**PROVIDED PASSAGE**
--- Start ---
This notebook provides a step-by-step computational walkthrough of **Logistic Regression** using gradient descent optimization.

## What You'll Learn

- How the **sigmoid function** maps scores to probabilities
- How **gradient descent** optimizes the negative log-likelihood (NLL) loss
- How to compute gradients for logistic regression
- How the decision boundary evolves during training
- How to visualize convergence and final predictions

## 1. Import Libraries

In [None]:
import numpy as np
import matplotlib.pyplot as plt
from scipy.special import expit  # Numerically stable sigmoid

# Set random seed for reproducibility
np.random.seed(42)

## 2. Generate Synthetic Binary Classification Data

We'll create a simple 2D dataset with two classes, following the pattern from the lecture slides.

In [None]:
# Generate two-class data
m = 100  # samples per class
n = 2    # features

np.random.seed(0)

# Class 0: centered around (1.5, -1.5)
class_0 = np.hstack((
    1.5 + np.random.randn(m, 1),
    -1.5 + np.random.randn(m, 1)
))

# Class 1: centered around (-1.5, 1.5)
class_1 = np.hstack((
    -1.5 + np.random.randn(m, 1),
    1.5 + np.random.randn(m, 1)
))

# Combine into training set
X_train = np.vstack((class_0, class_1))  # shape (2m, 2)
y_train = np.concatenate([np.zeros(m), np.ones(m)])  # shape (2m,)

print(f"X_train shape: {X_train.shape}")
print(f"y_train shape: {y_train.shape}")
print(f"Class distribution: {np.bincount(y_train.astype(int))}")

## 3. Visualize the Data

In [None]:
plt.figure(figsize=(8, 6))
--- End ---
**OBJECTIVE 1**
What loss does gradient descent optimize, according to the logistic regression notebook?
**OBJECTIVE 2**
Write out the stretch of the logistic regression notebook from "We'll create a" through "np.random.seed(0)", substituting "course notes" for "lecture slides".

**DATASET EXTRACT**
--- Start ---
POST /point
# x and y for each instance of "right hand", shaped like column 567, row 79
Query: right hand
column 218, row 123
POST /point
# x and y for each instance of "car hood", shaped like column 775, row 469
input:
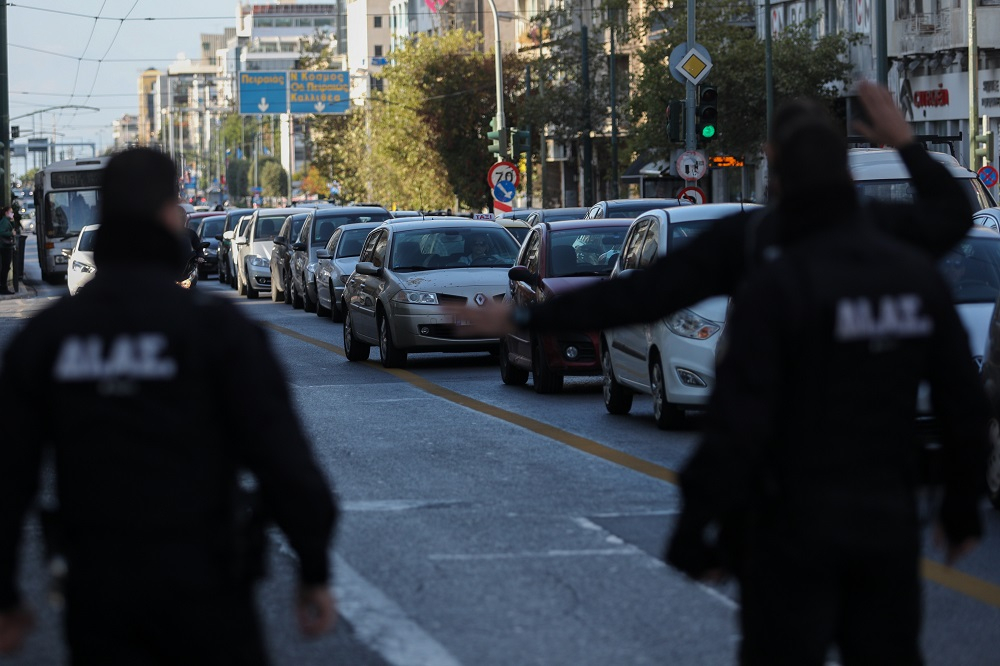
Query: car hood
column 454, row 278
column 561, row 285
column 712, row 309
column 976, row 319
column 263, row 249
--- End ---
--- Start ---
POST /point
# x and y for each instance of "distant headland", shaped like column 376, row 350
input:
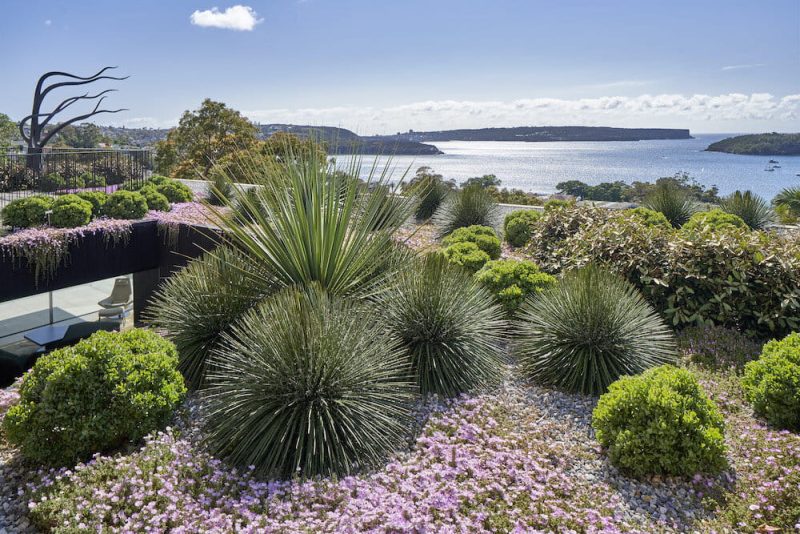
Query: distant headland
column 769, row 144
--- End ---
--- Start ---
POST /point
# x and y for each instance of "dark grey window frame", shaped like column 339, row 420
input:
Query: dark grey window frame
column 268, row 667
--- End ---
**EXERCISE OUTPUT 1**
The negative log-likelihood (NLL) loss.

**EXERCISE OUTPUT 2**
We'll create a simple 2D dataset with two classes, following the pattern from the course notes.

In [None]:
# Generate two-class data
m = 100  # samples per class
n = 2    # features

np.random.seed(0)